* [ПОСТАВЛЕННАЯ ЗАДАЧА]: Напишите продолжение приведенного ниже исходного текста о городе как знаковой системе, начиная сразу после его последнего предложения.

* [ИСХОДНЫЙ ТЕКСТ]:

6. Объективный дух I: Знаковые системы

У такого стиля мышления есть одно уязвимое место: как можно помыслить вместе духовное содержание и архитектурно-пространственную объективность города? Когда говорится, что мы понимаем город как репрезентацию “мира” отношений и связей, первым делом приходит на память язык. И действительно, часто речь ведется о том, что город надо “читать”, дабы узнать то действительно значимое, что в нем заложено. Говорят, что городские пространства определенным образом “кодированы”. Тем самым совершенно справедливо учитывается то обстоятельство, что городские объекты означают не только самих себя, а еще и указывают на что-то другое. Они служат передатчиками (“медиумами”) того, что недоступно напрямую для восприятия и практики. Но что и как они передают?

* [ЗАПИСИ НАБОРА ДАННЫХ]:
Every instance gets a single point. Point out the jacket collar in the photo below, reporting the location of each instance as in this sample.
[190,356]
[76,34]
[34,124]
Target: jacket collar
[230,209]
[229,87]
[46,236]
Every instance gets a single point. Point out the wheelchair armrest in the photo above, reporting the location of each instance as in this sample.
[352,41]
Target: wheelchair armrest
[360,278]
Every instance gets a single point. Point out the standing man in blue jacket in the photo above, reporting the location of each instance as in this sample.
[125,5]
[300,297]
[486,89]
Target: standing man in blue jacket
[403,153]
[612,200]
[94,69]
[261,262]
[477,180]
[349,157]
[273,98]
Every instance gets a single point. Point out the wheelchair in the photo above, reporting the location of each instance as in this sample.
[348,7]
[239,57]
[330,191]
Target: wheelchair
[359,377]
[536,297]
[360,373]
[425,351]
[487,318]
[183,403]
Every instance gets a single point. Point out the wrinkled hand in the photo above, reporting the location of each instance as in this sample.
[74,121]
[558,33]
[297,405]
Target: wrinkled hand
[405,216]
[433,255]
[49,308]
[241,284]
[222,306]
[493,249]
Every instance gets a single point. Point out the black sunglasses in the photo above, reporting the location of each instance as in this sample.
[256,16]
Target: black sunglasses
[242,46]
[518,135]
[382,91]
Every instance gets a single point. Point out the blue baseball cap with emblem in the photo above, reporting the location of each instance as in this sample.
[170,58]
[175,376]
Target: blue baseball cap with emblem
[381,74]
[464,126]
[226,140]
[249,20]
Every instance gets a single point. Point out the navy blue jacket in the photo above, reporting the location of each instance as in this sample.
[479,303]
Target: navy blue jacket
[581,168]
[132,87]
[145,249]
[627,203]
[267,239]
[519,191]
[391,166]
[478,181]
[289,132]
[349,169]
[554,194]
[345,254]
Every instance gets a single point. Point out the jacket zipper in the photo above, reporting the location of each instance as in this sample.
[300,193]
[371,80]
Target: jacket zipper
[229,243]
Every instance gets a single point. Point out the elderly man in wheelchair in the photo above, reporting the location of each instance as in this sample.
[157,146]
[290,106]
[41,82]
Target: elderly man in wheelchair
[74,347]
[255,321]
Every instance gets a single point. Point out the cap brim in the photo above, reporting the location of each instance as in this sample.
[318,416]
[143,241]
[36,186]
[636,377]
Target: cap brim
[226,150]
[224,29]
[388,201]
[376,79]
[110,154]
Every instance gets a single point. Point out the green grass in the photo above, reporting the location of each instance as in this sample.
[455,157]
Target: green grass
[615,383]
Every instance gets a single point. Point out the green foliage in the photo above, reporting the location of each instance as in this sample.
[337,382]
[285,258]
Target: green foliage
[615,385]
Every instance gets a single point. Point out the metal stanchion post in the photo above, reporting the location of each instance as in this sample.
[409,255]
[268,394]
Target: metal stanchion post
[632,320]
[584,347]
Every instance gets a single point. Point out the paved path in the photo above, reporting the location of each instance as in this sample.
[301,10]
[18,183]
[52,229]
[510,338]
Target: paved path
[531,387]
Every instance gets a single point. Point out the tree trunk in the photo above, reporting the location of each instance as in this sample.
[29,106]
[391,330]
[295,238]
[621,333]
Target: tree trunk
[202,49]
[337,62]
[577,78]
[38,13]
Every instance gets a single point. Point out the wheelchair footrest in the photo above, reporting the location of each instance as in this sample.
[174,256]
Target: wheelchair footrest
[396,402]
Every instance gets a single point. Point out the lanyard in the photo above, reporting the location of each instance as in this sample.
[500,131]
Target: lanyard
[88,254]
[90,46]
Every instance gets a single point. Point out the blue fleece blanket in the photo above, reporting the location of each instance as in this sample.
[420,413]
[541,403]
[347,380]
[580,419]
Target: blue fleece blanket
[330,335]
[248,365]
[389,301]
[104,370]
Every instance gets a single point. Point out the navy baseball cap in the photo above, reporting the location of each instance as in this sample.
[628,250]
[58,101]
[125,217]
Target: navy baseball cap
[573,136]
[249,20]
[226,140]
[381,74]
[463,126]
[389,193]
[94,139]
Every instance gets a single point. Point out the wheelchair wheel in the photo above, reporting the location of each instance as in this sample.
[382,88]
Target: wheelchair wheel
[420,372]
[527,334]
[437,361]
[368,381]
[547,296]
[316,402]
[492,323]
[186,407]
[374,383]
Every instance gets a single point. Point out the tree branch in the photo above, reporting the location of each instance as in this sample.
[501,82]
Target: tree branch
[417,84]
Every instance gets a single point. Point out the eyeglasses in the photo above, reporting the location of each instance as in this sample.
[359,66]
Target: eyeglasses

* [ОТВЕТ НА ЗАДАНИЕ]:
В этой точке, как правило, очень торопливо делается следующий мыслительный шаг от города как языка к городу как социальному конструкту. При этом “реляционное” (“связанное с сетью отношений”) понятие пространства незаметно превращается в “социально-реляционное” (“связанное с сетью социальных отношений”). Решающую роль в этом шаге играет вполне определенное представление о языке: предполагается, что язык возник в ходе установления взаимопонимания между субъектами и потому представляет собой социальный медиум. Тогда город получается как бы встроенным в социальные коммуникационные процессы и сам предстает медиумом социальной коммуникации (Hard 1993; Klüter 1986). Таким образом, если продолжить этот ход мысли, то в конце концов объект “город” все же подводится под категорию “общество” как вышестоящую. Попытка вызволить город из импрессионистической редукции и понимать его как репрезентацию опять неизбежно ведет, как представляется, к примату социальных связей и отношений и их анализу. Так и хочется сказать “как пришло – так и ушло”: здесь тоже платой за более полное понимание города оказывается утрата его собственной логики.

Но идти таким путем не обязательно. Нам нужно еще раз вернуться к двум развилкам на пути нашей мысли и проявить больше осмотрительности.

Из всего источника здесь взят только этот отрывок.